# WRITTEN PROBLEM A
List the beers named in the personal post that follows.
# WRITTEN PROBLEM B
Extend the personal post below, picking up after its final sentence.

[Begin EXCERPTED TEXT]

Lest this seem excessively pollyanna-ish, I’ll note there were of course some bad bits too, though nothing all that drastic. The IRS still seems to think we owe them thousands of dollars (they are mistaken; they failed to record a check we sent, though they succeeded in cashing it), and has been sending us letters for most of the year promising to research the matter in the next 45 days. (We get those every six weeks or so, funnily enough.) That’s been intermittently stressful. We’ve endured the occasional clogged drain, overflowing washing machine, or — just this week — plaster falling from the bathroom ceiling, which also made life annoying, but hey, we rent, and the landlord fixes things promptly. I had some wisdom teeth removed, and then a bone spicule worked its way partially out of my gum, causing much discomfort until my orthodontist filed it down. (Gross, sorry.) Occasional bouts of illness. But nothing epically bad.

Basically: I ate many fine meals (buffalo burgers! rabbit liver mousse!) drank many fine beers (Death and Taxes! Coffee and Cigarettes! Bony Fingers!), did many fun things, made delicious popsicles, read wonderful books, watched good TV, played amusing games, and generally fulfilled my general ongoing goal of making my life revolve around love and art and sustainable hedonism.

Taken On Grace

Over the weekend I finished writing the first draft of Heirs of Grace, my twenty-something-th novel. (It’s probably the 21st novel I’ve written that’s going to actually be published. Or maybe the 20th, as my forthcoming The Deep Woods is right around 40,000 words, and could be considered a novella or a novel depending on which definition you use. I tend to think of it as a short novel. Which makes Heirs of Grace the 25th novel I’ve actually finished, since I have four trunk books that are complete but not really publishable. A perusal of my bibliography won’t allow you to come up with the same numbers I have here, since I’ve done a couple of pseudonymous work-for-hire books that aren’t listed there. Well. You see the confusion.)

I like this book a lot. It’s a contemporary fantasy standalone with some romantic elements — arguably what I do best, and certainly what I like doing most. I think it has some of my best writing, and jokes, and character stuff, and weird magic. I put everything I’ve got into this one. I hope when the time comes to read it in a few months, you’ll find it worthwhile.

[End EXCERPTED TEXT]
[Begin RAW RECORDS]

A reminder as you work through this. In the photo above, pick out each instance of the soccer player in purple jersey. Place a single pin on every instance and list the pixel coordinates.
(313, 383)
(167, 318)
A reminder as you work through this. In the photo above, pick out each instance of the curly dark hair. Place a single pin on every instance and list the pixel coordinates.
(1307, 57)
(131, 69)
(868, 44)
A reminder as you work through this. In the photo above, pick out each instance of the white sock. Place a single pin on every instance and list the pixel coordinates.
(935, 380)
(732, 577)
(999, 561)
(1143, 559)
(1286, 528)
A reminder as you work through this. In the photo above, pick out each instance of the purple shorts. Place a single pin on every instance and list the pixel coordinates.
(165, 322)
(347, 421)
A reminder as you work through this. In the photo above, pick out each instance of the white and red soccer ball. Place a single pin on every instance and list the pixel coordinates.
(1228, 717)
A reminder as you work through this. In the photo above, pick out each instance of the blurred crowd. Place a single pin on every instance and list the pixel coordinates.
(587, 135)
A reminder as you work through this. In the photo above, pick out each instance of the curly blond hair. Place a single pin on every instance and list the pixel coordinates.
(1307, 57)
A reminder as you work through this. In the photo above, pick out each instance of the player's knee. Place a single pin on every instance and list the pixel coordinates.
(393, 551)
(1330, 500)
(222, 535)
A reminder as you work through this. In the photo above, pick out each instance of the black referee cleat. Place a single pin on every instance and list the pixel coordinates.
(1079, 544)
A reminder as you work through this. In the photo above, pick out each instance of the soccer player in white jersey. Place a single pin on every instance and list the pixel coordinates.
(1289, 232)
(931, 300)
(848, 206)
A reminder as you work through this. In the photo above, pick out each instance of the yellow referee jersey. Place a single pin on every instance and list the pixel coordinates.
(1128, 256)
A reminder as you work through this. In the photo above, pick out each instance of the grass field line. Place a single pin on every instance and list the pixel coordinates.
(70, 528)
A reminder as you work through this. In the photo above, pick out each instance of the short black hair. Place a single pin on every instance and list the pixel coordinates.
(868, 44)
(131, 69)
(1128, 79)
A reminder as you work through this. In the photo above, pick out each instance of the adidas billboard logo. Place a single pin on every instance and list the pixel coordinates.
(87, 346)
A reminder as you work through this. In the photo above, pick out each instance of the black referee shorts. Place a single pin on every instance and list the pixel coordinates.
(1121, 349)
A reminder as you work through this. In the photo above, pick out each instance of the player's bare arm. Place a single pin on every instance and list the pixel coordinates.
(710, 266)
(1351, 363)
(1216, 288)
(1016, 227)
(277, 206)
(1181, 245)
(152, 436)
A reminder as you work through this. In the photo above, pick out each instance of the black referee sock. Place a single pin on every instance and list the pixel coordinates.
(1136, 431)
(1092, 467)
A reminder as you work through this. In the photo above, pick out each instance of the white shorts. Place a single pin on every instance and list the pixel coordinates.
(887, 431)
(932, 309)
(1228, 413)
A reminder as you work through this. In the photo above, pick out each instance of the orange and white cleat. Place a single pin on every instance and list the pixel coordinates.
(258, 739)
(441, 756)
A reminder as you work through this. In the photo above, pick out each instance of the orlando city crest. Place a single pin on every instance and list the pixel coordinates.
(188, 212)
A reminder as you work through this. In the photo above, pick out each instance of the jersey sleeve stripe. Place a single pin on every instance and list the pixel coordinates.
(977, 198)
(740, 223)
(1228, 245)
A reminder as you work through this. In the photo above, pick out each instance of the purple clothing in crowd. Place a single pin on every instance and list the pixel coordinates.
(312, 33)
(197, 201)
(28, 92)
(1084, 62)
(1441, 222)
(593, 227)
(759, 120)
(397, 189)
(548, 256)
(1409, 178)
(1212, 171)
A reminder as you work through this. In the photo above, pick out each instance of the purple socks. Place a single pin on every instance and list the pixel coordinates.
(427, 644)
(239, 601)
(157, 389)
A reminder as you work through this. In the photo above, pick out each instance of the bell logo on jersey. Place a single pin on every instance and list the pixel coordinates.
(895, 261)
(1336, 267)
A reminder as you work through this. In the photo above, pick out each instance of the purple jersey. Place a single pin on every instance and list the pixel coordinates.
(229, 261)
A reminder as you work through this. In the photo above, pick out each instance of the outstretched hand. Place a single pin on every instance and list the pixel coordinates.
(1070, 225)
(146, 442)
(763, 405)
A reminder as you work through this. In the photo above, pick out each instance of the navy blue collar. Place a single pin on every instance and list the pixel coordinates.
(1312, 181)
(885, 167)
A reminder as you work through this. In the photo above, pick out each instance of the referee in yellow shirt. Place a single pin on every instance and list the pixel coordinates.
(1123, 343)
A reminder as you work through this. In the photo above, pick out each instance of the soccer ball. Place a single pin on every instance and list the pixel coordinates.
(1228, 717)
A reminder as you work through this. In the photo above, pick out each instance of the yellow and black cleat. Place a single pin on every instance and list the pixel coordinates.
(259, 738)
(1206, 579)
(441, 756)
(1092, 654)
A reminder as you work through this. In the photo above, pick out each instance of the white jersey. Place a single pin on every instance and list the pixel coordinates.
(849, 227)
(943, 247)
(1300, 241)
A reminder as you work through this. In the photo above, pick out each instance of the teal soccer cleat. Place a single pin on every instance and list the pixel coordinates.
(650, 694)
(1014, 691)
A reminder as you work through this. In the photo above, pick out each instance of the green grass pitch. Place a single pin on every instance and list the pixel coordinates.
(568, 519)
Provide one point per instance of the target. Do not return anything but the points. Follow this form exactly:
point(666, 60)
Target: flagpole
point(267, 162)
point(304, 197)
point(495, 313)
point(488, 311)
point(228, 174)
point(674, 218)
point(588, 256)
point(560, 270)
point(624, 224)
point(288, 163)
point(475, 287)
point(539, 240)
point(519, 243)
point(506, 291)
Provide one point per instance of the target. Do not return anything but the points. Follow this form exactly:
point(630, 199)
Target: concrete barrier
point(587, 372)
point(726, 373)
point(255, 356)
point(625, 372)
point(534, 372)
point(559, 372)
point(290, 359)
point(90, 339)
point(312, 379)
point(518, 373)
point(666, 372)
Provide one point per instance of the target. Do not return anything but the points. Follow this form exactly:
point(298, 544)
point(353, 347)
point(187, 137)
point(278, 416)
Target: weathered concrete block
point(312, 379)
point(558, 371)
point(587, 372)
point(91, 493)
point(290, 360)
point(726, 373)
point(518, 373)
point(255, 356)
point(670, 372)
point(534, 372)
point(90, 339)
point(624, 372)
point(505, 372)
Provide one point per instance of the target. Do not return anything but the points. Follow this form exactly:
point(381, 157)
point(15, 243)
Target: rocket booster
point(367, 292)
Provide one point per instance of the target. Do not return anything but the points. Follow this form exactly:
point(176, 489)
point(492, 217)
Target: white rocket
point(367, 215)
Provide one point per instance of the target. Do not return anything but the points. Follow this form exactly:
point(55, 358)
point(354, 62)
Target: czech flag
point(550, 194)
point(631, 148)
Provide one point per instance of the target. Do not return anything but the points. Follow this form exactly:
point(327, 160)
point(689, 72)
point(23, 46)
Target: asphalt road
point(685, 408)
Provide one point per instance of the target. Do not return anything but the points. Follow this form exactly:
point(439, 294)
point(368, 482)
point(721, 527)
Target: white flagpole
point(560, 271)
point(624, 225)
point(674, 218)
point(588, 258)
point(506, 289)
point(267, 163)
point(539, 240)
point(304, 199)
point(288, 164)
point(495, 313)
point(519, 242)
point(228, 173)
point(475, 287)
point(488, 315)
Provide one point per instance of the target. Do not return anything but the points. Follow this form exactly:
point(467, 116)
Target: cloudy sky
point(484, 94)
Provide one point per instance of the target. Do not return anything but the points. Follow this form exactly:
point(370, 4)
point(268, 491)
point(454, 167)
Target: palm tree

[End RAW RECORDS]

# EXPECTED OUTPUT A
Death and Taxes, Coffee and Cigarettes, Bony Fingers

# EXPECTED OUTPUT B
Do people care about metrics? I find it interesting, to understand my own working habits, which are irregular and not really a model anyone should follow. I’m not sure why anyone should care about how anyone else works, though. It just seems to invite pointless comparisons. Most readers likely don’t care how you wrote a book — they just care about how the book turned out in the end.

But Heirs of Grace was a weird book for me, in many ways. I sold it as a serial to 47North, to be published in five novelette-sized chunks over successive weeks, then collected in a complete edition. So it’s a novel, but there are little mini-arcs to each individual section, too. Structuring it that way was fascinating, and gave a solid shape to what had been a somewhat messy book in my mind.

The deadlines were interesting, too. The first chapter was due at the end of September, and after that, I pretty much had a deadline every two weeks, so I was writing 15-20,000 words every couple of weeks — and revising them, so they were fairly polished when I turned them in. I blew one deadline because I got sick and needed a week-long extension, but managed to get the installment after that one done on time, so as a whole I hit my markers. I ended up writing 90,000 words or so over a span of about 50 days — not that I worked on it every day. I’ve always been a binge writer by preference. I like to take many hours at a stretch and produce many words, when time allows.

I stuck pretty close to my outline until this past week, when I realized my planned ending was stupid, morally reprehensible, and — worst of all — boring. I tried to think of a better ending, one that was earned and powerful. I talked out the implications of changing things with a friend at a cafe on Saturday, and I think I came up with something that works.

Those rolling deadlines and the tight time-frame — and the fact that this book is quite important to me, one of the most personal novels I’ve written since Briarpatch — gave my life a peculiar rhythm these past couple of months, and made me identify quite intensely with my characters. I find myself really missing them this morning. I’ll get to spend a few more weeks with them as I work with my editor on final revisions, but soon it will be time to move on to the next book.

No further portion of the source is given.